DATASET CONTENT

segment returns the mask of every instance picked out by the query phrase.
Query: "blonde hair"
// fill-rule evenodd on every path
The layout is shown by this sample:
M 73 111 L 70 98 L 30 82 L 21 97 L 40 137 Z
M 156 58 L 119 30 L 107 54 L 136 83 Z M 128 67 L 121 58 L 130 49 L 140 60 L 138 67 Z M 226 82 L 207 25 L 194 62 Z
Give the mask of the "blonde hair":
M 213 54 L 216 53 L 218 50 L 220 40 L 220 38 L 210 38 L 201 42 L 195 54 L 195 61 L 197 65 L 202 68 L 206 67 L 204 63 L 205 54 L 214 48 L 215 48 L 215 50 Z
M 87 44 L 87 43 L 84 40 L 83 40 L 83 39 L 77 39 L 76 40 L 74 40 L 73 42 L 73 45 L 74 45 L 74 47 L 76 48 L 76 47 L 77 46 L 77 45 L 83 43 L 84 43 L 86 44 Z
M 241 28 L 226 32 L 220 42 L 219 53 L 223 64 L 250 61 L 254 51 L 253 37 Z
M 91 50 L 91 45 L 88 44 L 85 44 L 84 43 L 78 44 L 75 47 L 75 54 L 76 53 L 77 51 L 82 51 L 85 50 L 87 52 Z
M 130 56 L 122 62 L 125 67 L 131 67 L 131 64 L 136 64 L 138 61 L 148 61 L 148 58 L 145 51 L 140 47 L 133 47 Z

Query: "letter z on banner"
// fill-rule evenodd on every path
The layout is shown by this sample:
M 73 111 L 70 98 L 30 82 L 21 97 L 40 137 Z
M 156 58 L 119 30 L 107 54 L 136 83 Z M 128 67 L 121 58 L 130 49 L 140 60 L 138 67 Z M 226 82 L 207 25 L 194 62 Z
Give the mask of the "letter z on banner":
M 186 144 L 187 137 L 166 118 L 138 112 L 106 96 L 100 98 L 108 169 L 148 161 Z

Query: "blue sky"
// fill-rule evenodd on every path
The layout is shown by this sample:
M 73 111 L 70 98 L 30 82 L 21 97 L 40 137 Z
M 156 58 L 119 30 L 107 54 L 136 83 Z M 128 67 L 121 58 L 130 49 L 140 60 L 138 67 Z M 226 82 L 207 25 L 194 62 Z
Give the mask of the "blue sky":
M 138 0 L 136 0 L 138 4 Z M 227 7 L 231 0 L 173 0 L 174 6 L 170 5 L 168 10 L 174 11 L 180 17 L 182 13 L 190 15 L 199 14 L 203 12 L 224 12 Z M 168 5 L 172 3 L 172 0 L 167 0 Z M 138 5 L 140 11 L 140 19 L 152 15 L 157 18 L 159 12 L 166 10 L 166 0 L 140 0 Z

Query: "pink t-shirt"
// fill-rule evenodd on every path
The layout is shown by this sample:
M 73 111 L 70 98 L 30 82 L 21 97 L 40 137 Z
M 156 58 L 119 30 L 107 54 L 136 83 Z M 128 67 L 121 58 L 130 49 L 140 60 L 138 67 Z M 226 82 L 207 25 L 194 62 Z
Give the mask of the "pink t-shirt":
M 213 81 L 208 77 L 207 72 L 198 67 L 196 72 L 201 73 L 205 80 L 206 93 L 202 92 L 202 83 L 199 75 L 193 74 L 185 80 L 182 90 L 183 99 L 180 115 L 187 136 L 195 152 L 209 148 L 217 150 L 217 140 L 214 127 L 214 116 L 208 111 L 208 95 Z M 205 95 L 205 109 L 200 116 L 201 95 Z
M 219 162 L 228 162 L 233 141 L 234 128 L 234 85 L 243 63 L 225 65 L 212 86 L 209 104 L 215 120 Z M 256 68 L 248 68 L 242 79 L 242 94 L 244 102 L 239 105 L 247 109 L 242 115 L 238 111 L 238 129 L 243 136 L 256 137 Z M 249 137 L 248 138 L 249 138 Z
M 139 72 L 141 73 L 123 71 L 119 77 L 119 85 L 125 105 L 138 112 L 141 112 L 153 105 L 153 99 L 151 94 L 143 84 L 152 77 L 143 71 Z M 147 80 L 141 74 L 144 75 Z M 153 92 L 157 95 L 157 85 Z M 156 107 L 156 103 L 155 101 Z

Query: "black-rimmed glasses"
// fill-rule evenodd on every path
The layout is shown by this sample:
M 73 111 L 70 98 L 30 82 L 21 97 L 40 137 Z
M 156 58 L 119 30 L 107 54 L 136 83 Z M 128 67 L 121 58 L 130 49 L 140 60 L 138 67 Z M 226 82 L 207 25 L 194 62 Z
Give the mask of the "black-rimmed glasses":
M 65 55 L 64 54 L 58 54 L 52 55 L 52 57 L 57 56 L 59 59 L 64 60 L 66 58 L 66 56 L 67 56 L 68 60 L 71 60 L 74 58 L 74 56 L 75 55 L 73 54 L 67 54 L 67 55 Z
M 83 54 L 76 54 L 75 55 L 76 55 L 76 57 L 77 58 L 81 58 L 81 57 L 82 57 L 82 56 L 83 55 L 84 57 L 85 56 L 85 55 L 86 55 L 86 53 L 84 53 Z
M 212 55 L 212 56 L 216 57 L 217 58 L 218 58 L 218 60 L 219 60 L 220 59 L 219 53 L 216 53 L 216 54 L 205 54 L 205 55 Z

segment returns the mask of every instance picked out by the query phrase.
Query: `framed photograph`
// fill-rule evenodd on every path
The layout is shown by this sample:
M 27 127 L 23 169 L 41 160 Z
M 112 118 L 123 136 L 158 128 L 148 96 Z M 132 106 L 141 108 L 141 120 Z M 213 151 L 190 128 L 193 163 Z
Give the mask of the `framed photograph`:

EXERCISE DETAILS
Please rewrite every line of the items above as a single numbered list, leaving out the blank lines.

REPLY
1. segment returns the mask of every instance picked out by the query phrase.
2. Query: "blonde hair"
3. // fill-rule evenodd on every path
4. The layout is shown by this sample:
5. M 73 111 L 70 98 L 30 82 L 21 97 L 40 137 Z
6. M 156 58 L 119 30 L 107 54 L 136 83 Z M 128 67 L 121 58 L 130 49 L 140 60 L 138 67 Z M 226 82 L 207 25 L 194 62 Z
7. Give the mask of the "blonde hair":
8. M 213 54 L 216 53 L 218 50 L 220 40 L 220 38 L 210 38 L 201 42 L 195 54 L 195 61 L 197 65 L 202 68 L 206 67 L 204 63 L 205 54 L 214 48 L 215 48 L 215 50 Z
9. M 87 44 L 87 43 L 84 40 L 83 40 L 83 39 L 77 39 L 76 40 L 74 40 L 73 42 L 73 45 L 74 45 L 74 47 L 76 48 L 76 47 L 77 46 L 77 45 L 83 43 L 84 43 L 86 44 Z
10. M 241 28 L 226 32 L 220 42 L 219 53 L 223 64 L 250 61 L 254 51 L 253 37 Z
11. M 91 50 L 91 45 L 88 44 L 85 44 L 84 43 L 78 44 L 75 47 L 75 54 L 76 53 L 77 51 L 82 51 L 85 50 L 87 52 Z
12. M 130 56 L 122 62 L 125 67 L 131 67 L 131 64 L 136 64 L 138 61 L 148 61 L 148 58 L 145 51 L 140 47 L 133 47 Z
13. Query: "letter z on banner"
14. // fill-rule evenodd on every path
15. The layout is shown by this sample:
16. M 73 111 L 70 98 L 30 82 L 21 97 L 40 137 Z
17. M 156 58 L 119 30 L 107 54 L 136 83 Z M 128 67 L 121 58 L 130 49 L 140 60 L 138 67 Z M 226 82 L 207 25 L 194 62 Z
18. Give the mask of the "letter z on banner":
19. M 186 144 L 187 137 L 166 118 L 138 112 L 106 96 L 100 98 L 108 169 L 148 161 Z
20. Query: "blue sky"
21. // fill-rule evenodd on every path
22. The layout is shown by this sample:
23. M 73 111 L 70 98 L 30 82 L 21 97 L 40 137 Z
24. M 156 58 L 119 30 L 107 54 L 136 83 Z M 128 67 L 121 58 L 130 49 L 140 60 L 138 67 Z M 226 82 L 207 25 L 194 62 Z
25. Give the mask of the "blue sky":
26. M 138 0 L 136 0 L 138 4 Z M 227 7 L 231 0 L 173 0 L 174 6 L 170 5 L 168 10 L 174 11 L 180 17 L 182 13 L 190 15 L 199 14 L 203 12 L 224 12 Z M 168 5 L 172 3 L 172 0 L 167 0 Z M 138 5 L 140 11 L 140 19 L 152 15 L 157 18 L 159 12 L 166 10 L 166 0 L 140 0 Z
27. Query: "pink t-shirt"
28. // fill-rule evenodd on every path
29. The layout is shown by this sample:
30. M 73 111 L 70 98 L 30 82 L 21 97 L 40 137 Z
31. M 156 58 L 119 30 L 107 54 L 136 83 Z M 128 67 L 121 58 L 130 49 L 140 60 L 138 67 Z M 226 82 L 207 25 L 194 62 Z
32. Give the mask of the "pink t-shirt":
33. M 213 81 L 208 77 L 207 72 L 198 67 L 196 72 L 201 73 L 205 80 L 206 93 L 202 92 L 202 83 L 199 75 L 193 74 L 185 80 L 182 90 L 183 99 L 180 115 L 187 136 L 195 152 L 209 148 L 217 150 L 217 140 L 214 127 L 214 116 L 208 111 L 208 95 Z M 205 95 L 205 109 L 200 116 L 201 95 Z
34. M 219 162 L 228 162 L 233 141 L 234 128 L 234 85 L 243 63 L 225 65 L 212 86 L 209 104 L 215 120 Z M 256 68 L 248 68 L 242 79 L 242 94 L 244 102 L 239 105 L 247 109 L 242 115 L 238 111 L 238 129 L 243 136 L 256 137 Z M 249 137 L 248 138 L 249 138 Z
35. M 139 72 L 141 73 L 123 71 L 119 77 L 119 85 L 125 105 L 138 112 L 141 112 L 153 105 L 153 99 L 151 94 L 143 84 L 152 77 L 143 71 Z M 147 80 L 141 74 L 144 75 Z M 153 92 L 157 95 L 157 85 Z M 156 107 L 156 103 L 155 101 Z
36. Query: "black-rimmed glasses"
37. // fill-rule evenodd on every path
38. The layout is shown by this sample:
39. M 73 111 L 70 98 L 30 82 L 21 97 L 40 137 Z
40. M 156 58 L 119 30 L 107 54 L 136 83 Z M 128 67 L 121 58 L 130 49 L 140 60 L 138 67 Z M 226 82 L 207 25 L 194 62 Z
41. Give the mask of the "black-rimmed glasses":
42. M 65 55 L 64 54 L 58 54 L 52 55 L 52 57 L 57 56 L 59 59 L 64 60 L 66 58 L 66 56 L 67 56 L 68 60 L 71 60 L 74 58 L 74 56 L 75 55 L 73 54 L 67 54 L 67 55 Z
43. M 83 54 L 76 54 L 75 55 L 76 55 L 76 57 L 77 58 L 81 58 L 81 57 L 82 57 L 82 56 L 83 55 L 84 57 L 85 56 L 85 55 L 86 55 L 86 53 L 84 53 Z
44. M 212 55 L 212 56 L 216 57 L 217 58 L 218 58 L 218 60 L 219 60 L 220 59 L 219 53 L 216 53 L 216 54 L 205 54 L 205 55 Z
45. segment returns the mask of every instance picked out by the query phrase.
46. Query: `framed photograph`
47. // fill-rule evenodd on every path
48. The layout is shown by this sample:
49. M 27 127 L 23 169 L 41 160 Z
50. M 112 118 L 123 136 L 158 128 L 148 96 Z M 132 106 L 141 108 L 141 120 Z M 213 151 L 190 128 L 193 163 Z
51. Give the mask of the `framed photograph`:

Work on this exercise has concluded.